_WHAT NEEDS TO BE DONE_: With nothing added or left out, output the listing that follows.

_ENTRIES SHOWN_:
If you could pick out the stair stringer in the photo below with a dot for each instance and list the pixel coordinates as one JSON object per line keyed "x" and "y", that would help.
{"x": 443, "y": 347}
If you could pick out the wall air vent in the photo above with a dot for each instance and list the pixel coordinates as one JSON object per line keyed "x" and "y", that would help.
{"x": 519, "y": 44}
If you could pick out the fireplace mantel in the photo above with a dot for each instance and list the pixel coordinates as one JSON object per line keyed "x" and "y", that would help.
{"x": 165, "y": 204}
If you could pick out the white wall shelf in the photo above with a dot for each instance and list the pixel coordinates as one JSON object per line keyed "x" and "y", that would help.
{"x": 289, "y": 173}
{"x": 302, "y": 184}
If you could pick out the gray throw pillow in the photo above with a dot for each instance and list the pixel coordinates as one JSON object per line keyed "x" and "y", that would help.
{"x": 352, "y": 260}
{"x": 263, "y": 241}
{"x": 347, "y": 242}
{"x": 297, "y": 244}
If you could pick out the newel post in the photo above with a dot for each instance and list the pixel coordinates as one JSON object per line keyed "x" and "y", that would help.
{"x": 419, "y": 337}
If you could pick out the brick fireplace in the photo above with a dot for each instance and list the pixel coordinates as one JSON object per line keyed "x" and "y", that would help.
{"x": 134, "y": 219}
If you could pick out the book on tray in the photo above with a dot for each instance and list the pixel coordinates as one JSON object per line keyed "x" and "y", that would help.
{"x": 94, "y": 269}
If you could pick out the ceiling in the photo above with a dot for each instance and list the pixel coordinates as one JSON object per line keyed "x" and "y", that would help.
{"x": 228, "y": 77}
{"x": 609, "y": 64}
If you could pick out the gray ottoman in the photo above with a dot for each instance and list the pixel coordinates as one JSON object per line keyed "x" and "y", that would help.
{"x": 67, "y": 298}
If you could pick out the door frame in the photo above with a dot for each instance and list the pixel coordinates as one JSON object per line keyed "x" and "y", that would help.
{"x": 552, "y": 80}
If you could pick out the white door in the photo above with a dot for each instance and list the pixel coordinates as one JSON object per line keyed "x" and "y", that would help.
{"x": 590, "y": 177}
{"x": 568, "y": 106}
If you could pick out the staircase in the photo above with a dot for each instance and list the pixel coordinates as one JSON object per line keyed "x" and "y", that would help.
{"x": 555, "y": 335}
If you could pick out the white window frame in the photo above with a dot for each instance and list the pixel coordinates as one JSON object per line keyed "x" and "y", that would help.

_ANSWER_:
If you could pick out the stair stringer in the photo below with a dot for each instance and list the pixel coordinates as one JSON object per line keyed "x" and "y", that would help.
{"x": 443, "y": 347}
If you could pick out the wall air vent in the photo above with a dot for each instance and list the pixel coordinates as one JSON object per line keyed "x" and "y", that would help.
{"x": 519, "y": 44}
If you could pick out the fireplace mantel in the photo above with a dot for each instance and list the pixel coordinates as one JSON object per line keyed "x" and "y", that would help.
{"x": 165, "y": 204}
If you could pick out the white wall shelf in the photo above with a dot for each instance and list the pixel coordinates as one JSON object per line keyed "x" and "y", that would help.
{"x": 289, "y": 173}
{"x": 302, "y": 184}
If you could pick out the gray throw pillow in the photo above with a dot for each instance and list the pixel coordinates as one JSON object per line keyed "x" and "y", that would help.
{"x": 352, "y": 260}
{"x": 263, "y": 241}
{"x": 347, "y": 242}
{"x": 297, "y": 244}
If you could pick out the newel post in the photo above with a dot for each instance and list the pixel coordinates as one JSON object per line keyed "x" and "y", that would help.
{"x": 419, "y": 337}
If you could pick out the brick fireplace in the photo above with a dot for each instance and list the pixel coordinates as one JSON object per line keyed "x" and "y", that would help.
{"x": 134, "y": 219}
If you could pick out the book on tray in the photo above with a dot for each instance and list the pixel coordinates as one JSON object per line keyed "x" and "y", that would help.
{"x": 94, "y": 269}
If you could pick out the ceiling in the photo above with a dot for each instance and list the pixel coordinates as one JSON object per line keyed "x" and "y", that would help.
{"x": 228, "y": 77}
{"x": 609, "y": 64}
If you could pick out the gray ottoman in the photo above with a dot for each instance and list the pixel coordinates as one JSON object per line keyed "x" and "y", that would help.
{"x": 67, "y": 298}
If you could pick out the door frame in the photo above with a dot for each instance and list the pixel coordinates as one JSON object per line keyed "x" and "y", that would help.
{"x": 552, "y": 80}
If you could pick out the white door in the photo above with a dot for each instance and list the pixel coordinates as one JSON object per line keyed "x" and "y", that would help.
{"x": 590, "y": 177}
{"x": 568, "y": 106}
If you could pick out the staircase in the photo above with a dot for each instance and list the pixel coordinates as one JSON object per line keyed "x" and "y", that would help.
{"x": 555, "y": 335}
If you could pick out the white window frame in the photo above with a dot for each instance and list the pixel coordinates as one JSON object per line keyed "x" and "y", that would help.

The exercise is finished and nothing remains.